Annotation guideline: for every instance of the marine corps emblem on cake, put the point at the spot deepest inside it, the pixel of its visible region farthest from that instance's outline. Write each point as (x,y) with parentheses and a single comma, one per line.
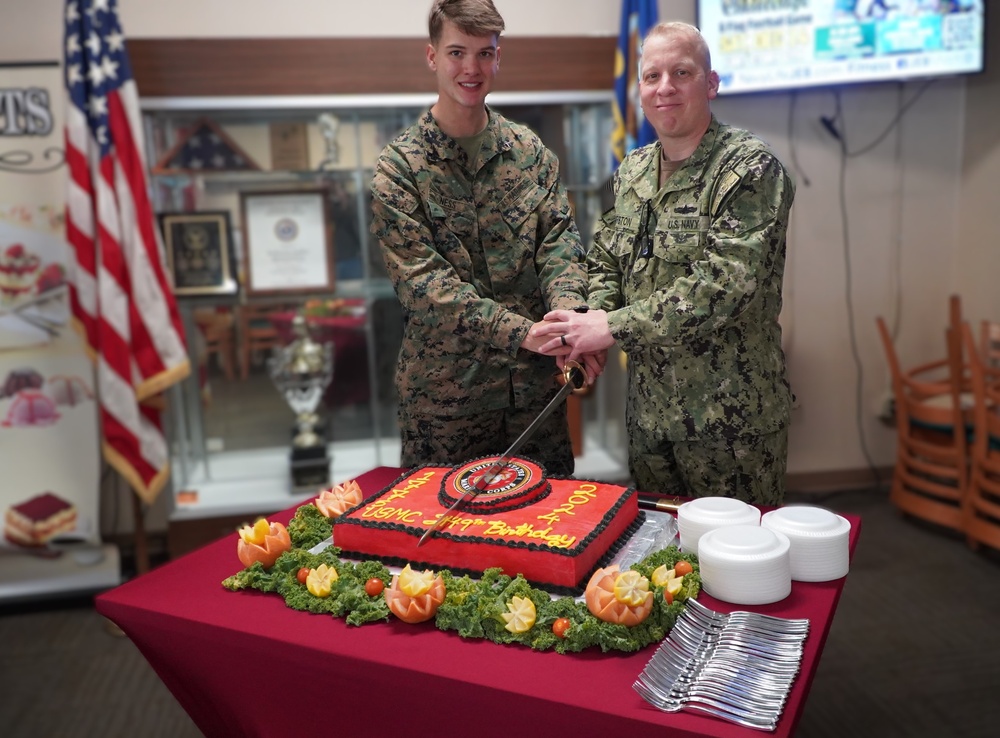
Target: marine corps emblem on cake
(520,483)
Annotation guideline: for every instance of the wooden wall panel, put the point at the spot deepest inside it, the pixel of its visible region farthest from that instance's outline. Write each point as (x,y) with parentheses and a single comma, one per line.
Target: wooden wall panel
(354,66)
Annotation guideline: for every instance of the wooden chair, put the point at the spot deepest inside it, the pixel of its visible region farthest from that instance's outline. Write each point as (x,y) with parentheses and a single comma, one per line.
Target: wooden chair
(217,329)
(257,333)
(930,478)
(989,343)
(981,509)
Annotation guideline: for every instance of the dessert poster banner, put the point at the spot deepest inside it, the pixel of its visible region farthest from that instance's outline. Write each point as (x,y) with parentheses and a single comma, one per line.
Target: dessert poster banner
(49,449)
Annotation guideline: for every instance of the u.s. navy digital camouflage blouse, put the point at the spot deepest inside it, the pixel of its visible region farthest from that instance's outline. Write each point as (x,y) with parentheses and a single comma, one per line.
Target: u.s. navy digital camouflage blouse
(692,277)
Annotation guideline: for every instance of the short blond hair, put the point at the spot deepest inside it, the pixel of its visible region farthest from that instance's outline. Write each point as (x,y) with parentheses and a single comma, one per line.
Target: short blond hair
(474,17)
(667,29)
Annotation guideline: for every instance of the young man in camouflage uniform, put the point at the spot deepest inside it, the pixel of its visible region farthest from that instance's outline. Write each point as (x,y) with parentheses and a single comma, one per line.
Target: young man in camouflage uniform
(479,242)
(685,275)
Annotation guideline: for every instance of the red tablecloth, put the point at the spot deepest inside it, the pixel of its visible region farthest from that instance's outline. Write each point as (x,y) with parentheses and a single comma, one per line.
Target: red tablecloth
(242,663)
(350,353)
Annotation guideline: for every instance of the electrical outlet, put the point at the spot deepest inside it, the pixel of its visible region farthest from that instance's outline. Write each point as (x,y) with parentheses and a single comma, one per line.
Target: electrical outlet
(886,408)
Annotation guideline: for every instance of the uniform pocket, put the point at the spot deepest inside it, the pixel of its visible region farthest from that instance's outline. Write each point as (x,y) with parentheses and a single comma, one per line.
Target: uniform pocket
(519,207)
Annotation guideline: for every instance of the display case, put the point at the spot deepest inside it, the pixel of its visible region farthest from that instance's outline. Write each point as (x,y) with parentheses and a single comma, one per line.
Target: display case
(229,425)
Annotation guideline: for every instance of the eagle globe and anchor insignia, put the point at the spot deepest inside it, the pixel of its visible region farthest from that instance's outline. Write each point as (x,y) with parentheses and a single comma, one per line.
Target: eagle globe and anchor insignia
(521,482)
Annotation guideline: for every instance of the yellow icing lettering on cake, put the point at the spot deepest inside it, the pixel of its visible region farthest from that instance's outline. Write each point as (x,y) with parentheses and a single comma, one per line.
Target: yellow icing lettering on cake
(380,511)
(580,496)
(411,484)
(527,530)
(452,521)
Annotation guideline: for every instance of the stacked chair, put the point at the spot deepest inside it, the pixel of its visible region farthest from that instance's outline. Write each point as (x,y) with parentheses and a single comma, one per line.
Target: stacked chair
(933,408)
(947,468)
(981,505)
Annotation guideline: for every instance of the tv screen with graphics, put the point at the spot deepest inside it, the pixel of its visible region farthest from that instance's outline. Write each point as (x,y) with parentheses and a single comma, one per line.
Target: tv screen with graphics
(762,45)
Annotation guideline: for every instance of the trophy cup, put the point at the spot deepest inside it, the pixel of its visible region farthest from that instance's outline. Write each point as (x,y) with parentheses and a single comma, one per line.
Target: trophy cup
(302,371)
(329,126)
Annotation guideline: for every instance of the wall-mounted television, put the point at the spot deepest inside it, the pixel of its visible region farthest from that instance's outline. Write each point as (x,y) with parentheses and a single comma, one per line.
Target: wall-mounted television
(783,44)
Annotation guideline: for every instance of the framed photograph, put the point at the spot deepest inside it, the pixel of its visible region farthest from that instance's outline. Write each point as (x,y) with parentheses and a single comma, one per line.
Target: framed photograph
(288,242)
(200,255)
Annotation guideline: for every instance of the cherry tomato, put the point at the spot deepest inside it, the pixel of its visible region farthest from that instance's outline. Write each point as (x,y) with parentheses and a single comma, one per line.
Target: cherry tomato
(560,626)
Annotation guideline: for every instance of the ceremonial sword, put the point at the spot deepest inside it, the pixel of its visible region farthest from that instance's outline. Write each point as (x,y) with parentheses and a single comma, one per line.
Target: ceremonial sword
(574,380)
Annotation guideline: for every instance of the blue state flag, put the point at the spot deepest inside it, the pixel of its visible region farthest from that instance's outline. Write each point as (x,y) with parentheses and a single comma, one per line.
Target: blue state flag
(631,128)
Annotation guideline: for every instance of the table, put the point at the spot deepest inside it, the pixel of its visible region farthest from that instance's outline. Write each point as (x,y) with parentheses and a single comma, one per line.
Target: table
(350,353)
(242,663)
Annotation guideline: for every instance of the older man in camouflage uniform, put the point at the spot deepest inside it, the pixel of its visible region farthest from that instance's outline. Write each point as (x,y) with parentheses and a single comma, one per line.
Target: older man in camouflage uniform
(686,275)
(479,241)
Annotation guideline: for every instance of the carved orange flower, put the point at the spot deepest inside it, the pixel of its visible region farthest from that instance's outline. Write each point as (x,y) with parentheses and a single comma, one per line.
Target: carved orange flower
(334,501)
(428,594)
(619,598)
(263,542)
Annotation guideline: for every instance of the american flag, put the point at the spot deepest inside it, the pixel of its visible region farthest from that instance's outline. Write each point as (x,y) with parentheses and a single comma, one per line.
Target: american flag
(119,294)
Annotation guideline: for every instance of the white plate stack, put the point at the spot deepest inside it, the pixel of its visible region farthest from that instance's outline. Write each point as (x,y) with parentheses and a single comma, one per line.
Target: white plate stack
(697,517)
(745,564)
(819,541)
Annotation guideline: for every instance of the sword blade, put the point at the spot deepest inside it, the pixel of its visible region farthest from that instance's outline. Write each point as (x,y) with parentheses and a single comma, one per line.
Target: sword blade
(500,464)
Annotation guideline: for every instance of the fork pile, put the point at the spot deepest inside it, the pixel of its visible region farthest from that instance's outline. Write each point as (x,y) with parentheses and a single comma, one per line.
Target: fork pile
(738,667)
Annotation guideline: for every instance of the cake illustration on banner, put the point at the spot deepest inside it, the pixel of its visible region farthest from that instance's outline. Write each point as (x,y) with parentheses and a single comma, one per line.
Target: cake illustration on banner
(20,379)
(31,408)
(36,521)
(555,532)
(19,270)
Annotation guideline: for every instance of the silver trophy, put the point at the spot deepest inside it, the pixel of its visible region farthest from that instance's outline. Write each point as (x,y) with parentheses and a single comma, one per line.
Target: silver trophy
(302,371)
(329,126)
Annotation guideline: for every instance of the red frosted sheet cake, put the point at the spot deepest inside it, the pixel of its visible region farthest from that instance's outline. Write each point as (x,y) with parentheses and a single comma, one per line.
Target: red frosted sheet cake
(553,531)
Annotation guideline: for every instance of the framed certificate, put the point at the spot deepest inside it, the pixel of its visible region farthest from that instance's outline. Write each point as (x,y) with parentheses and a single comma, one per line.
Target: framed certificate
(288,240)
(200,253)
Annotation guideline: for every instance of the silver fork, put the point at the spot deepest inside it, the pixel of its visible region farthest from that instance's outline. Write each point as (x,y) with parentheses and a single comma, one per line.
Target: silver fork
(711,618)
(665,702)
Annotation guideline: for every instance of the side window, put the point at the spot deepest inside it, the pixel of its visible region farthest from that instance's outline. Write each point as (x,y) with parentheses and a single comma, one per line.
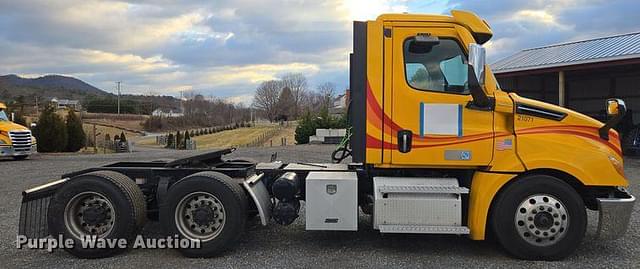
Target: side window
(439,66)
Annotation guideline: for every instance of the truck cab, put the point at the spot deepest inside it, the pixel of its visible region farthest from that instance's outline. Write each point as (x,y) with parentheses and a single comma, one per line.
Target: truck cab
(15,140)
(426,105)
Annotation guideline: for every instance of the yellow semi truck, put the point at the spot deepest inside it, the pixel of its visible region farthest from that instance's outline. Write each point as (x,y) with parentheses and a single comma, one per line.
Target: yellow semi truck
(15,140)
(436,148)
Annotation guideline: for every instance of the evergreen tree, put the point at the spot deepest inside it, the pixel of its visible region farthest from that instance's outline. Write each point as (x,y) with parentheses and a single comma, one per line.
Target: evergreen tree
(76,138)
(51,131)
(170,141)
(179,140)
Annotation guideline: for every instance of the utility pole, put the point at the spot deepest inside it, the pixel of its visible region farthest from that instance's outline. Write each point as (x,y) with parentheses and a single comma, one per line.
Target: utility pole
(118,83)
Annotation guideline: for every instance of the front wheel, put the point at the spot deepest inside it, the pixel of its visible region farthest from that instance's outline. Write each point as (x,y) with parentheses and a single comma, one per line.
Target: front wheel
(539,217)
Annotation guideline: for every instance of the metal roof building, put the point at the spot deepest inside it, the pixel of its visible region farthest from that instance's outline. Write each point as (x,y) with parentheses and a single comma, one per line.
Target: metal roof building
(580,75)
(606,49)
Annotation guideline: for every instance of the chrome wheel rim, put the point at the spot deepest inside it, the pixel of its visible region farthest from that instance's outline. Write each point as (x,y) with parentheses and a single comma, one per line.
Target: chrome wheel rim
(200,216)
(541,220)
(89,214)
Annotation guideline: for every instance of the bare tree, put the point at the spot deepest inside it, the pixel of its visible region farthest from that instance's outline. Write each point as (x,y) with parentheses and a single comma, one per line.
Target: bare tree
(285,105)
(266,98)
(327,94)
(298,84)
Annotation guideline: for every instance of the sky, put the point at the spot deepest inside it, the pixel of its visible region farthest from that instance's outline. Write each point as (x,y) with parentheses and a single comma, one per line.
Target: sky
(226,48)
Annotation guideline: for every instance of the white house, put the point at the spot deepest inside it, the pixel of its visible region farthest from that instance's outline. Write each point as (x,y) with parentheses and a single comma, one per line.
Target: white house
(66,104)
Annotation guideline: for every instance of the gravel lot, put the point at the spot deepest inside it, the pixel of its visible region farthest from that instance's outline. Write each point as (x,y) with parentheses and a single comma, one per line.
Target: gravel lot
(291,246)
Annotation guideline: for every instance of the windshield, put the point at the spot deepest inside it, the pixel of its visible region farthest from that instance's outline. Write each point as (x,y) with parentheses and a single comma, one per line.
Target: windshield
(3,116)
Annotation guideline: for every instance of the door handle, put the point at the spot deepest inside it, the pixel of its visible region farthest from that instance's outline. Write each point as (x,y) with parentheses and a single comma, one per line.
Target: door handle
(404,140)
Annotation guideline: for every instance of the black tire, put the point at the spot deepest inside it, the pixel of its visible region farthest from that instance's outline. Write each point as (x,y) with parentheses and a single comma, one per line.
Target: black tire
(125,200)
(510,218)
(216,187)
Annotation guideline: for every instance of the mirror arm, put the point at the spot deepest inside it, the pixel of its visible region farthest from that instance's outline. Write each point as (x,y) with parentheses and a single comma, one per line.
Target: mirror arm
(604,130)
(480,98)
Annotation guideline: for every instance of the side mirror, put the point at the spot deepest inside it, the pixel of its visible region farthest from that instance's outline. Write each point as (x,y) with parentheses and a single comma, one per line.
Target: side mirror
(613,107)
(478,59)
(616,108)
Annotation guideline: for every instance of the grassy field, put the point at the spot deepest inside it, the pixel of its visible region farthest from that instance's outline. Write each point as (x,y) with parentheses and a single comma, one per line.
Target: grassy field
(102,130)
(257,136)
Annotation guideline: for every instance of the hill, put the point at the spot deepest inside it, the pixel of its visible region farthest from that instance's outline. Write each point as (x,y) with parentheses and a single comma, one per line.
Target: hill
(12,86)
(25,91)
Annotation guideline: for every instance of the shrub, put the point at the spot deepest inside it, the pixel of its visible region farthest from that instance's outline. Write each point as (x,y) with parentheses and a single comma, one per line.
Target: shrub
(179,141)
(51,132)
(309,123)
(76,138)
(123,138)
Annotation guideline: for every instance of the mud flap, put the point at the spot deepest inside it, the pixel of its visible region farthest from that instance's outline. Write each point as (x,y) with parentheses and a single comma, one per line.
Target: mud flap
(33,211)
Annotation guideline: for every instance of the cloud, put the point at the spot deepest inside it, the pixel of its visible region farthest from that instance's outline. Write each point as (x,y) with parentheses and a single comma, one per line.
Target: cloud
(226,48)
(525,24)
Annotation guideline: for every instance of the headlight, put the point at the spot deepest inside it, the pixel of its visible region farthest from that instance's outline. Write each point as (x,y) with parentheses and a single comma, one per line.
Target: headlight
(617,165)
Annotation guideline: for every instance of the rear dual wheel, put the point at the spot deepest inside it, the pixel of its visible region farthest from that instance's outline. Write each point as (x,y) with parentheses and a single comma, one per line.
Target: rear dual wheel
(102,205)
(207,207)
(539,217)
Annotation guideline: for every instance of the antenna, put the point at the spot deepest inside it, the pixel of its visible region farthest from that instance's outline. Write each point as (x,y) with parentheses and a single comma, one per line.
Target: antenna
(118,84)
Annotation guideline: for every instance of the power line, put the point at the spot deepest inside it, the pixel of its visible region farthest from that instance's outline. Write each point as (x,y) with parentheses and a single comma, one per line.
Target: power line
(118,83)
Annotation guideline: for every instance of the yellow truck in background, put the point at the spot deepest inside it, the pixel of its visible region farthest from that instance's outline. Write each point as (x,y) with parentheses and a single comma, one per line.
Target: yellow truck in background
(15,140)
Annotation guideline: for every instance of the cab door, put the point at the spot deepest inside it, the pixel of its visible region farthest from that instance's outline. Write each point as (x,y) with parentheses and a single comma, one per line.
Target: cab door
(431,123)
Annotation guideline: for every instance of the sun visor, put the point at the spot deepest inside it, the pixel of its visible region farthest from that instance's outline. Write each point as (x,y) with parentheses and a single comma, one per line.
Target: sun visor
(479,28)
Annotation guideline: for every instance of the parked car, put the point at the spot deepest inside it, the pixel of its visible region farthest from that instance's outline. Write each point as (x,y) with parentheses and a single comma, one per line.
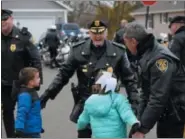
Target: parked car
(68,29)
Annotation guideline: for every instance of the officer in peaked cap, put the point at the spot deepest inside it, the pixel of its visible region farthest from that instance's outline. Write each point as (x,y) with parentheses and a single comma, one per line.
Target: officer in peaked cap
(97,27)
(177,19)
(87,58)
(5,14)
(177,28)
(17,52)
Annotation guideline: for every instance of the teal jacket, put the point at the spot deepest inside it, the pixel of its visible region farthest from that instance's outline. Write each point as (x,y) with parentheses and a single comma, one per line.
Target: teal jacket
(108,116)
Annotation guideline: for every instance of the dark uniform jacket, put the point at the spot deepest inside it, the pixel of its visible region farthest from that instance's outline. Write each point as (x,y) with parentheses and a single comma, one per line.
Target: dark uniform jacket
(119,39)
(163,83)
(17,52)
(177,45)
(52,39)
(85,63)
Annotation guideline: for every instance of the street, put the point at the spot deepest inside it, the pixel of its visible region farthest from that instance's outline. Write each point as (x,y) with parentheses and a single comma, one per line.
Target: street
(56,114)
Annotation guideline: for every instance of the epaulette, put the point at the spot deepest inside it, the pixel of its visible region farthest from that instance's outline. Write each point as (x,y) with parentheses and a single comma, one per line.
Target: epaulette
(27,35)
(119,45)
(78,43)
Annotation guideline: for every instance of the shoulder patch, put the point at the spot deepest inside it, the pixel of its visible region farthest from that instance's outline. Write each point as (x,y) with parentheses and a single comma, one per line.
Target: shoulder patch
(79,43)
(119,45)
(162,65)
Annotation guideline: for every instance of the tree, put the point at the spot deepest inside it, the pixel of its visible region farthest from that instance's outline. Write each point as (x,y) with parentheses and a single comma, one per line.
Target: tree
(82,13)
(113,15)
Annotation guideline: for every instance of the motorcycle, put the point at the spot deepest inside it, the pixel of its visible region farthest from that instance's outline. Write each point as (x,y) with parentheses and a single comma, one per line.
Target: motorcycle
(63,53)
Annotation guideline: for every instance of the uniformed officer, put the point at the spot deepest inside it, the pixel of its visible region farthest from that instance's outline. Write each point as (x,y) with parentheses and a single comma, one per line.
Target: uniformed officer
(17,52)
(88,58)
(163,84)
(52,41)
(177,28)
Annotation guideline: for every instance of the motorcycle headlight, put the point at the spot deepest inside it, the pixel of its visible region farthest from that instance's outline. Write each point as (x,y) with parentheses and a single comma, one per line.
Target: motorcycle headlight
(79,35)
(72,34)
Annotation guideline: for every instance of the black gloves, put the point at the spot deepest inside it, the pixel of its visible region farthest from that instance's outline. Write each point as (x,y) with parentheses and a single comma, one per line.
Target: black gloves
(134,129)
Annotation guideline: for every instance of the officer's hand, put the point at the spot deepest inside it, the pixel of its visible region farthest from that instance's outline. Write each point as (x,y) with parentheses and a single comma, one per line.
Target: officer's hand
(43,100)
(19,134)
(134,129)
(42,130)
(135,109)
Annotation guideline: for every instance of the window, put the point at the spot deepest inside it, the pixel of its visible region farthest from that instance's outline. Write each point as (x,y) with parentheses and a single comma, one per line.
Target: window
(151,21)
(164,18)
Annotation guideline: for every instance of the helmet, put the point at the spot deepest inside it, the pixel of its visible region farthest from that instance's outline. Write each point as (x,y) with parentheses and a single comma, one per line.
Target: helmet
(53,27)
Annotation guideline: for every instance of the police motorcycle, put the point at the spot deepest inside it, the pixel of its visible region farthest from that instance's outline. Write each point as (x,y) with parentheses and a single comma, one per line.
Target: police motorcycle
(63,53)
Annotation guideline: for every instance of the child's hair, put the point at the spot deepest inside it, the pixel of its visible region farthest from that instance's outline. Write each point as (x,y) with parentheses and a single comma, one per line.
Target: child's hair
(27,74)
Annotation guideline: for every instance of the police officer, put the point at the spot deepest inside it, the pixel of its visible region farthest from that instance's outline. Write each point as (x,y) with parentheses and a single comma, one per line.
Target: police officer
(17,52)
(163,84)
(88,58)
(52,41)
(119,34)
(119,39)
(177,28)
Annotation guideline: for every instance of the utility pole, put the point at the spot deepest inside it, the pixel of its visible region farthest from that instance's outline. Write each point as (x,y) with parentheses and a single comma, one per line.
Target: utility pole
(147,16)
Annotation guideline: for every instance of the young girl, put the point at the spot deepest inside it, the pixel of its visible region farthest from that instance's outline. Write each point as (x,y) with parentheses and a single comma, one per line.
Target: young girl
(28,122)
(107,111)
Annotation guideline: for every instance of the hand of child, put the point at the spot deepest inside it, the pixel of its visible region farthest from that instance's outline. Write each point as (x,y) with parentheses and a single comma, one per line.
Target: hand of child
(138,135)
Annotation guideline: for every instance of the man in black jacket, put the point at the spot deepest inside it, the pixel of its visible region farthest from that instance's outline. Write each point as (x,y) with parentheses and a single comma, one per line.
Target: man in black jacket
(87,58)
(177,46)
(52,41)
(17,52)
(163,84)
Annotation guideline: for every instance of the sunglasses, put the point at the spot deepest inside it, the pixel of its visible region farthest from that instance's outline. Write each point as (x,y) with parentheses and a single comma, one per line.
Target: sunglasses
(4,18)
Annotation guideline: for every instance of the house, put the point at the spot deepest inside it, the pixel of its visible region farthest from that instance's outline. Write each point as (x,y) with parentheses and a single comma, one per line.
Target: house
(159,15)
(37,15)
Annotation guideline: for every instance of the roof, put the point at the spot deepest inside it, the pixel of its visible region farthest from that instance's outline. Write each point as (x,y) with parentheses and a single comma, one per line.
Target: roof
(46,6)
(162,7)
(63,5)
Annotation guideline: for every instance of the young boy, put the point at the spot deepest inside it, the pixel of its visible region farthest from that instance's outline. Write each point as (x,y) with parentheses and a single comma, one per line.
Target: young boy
(107,111)
(28,123)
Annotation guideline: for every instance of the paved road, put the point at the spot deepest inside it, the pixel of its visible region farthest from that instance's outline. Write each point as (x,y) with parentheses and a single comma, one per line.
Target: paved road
(56,114)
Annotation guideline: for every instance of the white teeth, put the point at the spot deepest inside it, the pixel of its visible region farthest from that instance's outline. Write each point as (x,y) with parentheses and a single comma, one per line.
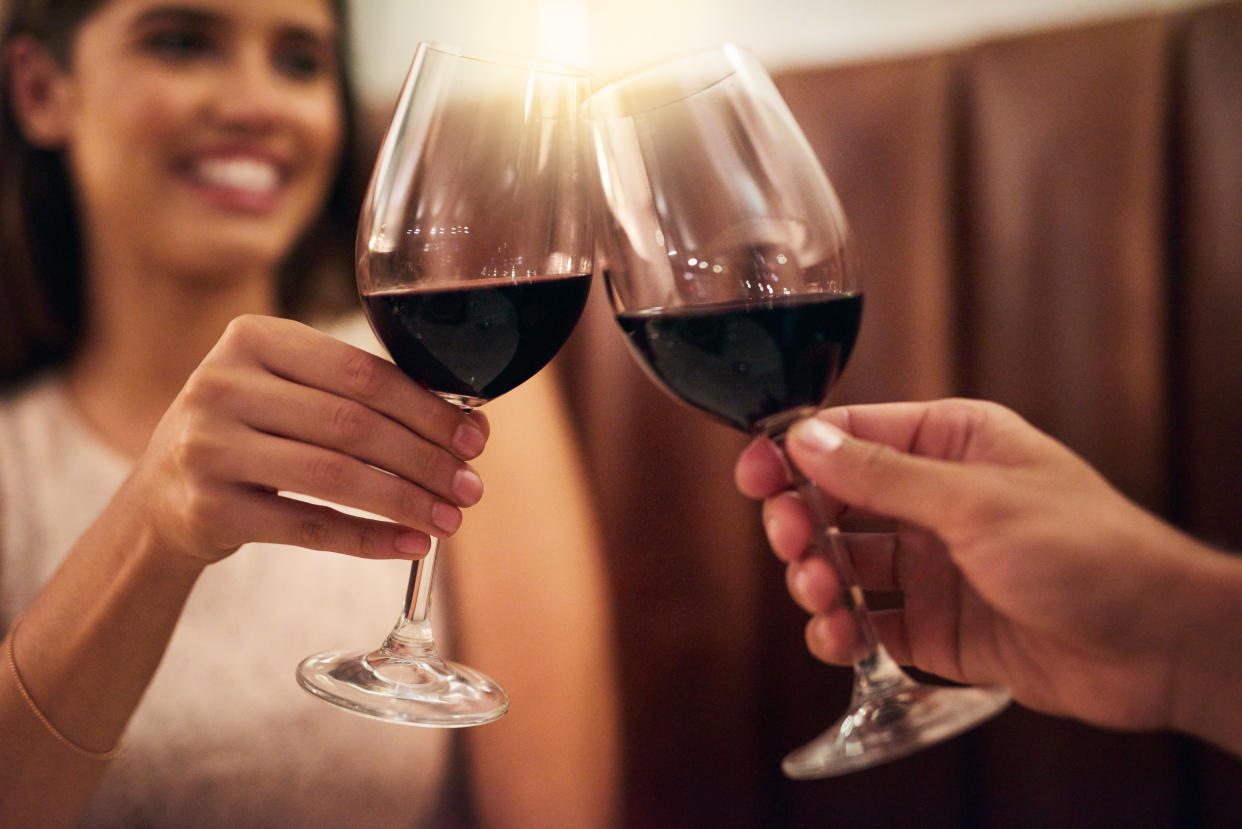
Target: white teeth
(240,174)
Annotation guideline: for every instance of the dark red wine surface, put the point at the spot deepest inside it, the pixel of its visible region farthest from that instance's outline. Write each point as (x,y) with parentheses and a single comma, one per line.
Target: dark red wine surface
(475,341)
(749,364)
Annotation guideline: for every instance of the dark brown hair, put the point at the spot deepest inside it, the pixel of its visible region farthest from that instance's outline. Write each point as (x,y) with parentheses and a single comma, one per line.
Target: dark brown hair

================

• Problem requirements: Beginning with the line that contains "Annotation guideline: for every instance of the dark red", quote each line exactly through the last line of the entries above, and nothing beyond them.

• Right answer:
Annotation guideline: for every instance of the dark red wine surface, put the point at the spot deepest inside it, the pixel of its visible region farthest from that instance's outline. Write each point as (x,y) with parentheses and a single comma, one per line.
Target: dark red wine surface
(475,341)
(749,364)
Annotation guideline: for every instance of the dark brown hair, put the point at the spot deepest inside it, the pixel of its visible region farthest from that instance's outline. Write each point as (x,y) with parentheses and a single comma, one per line.
Target: dark brown hair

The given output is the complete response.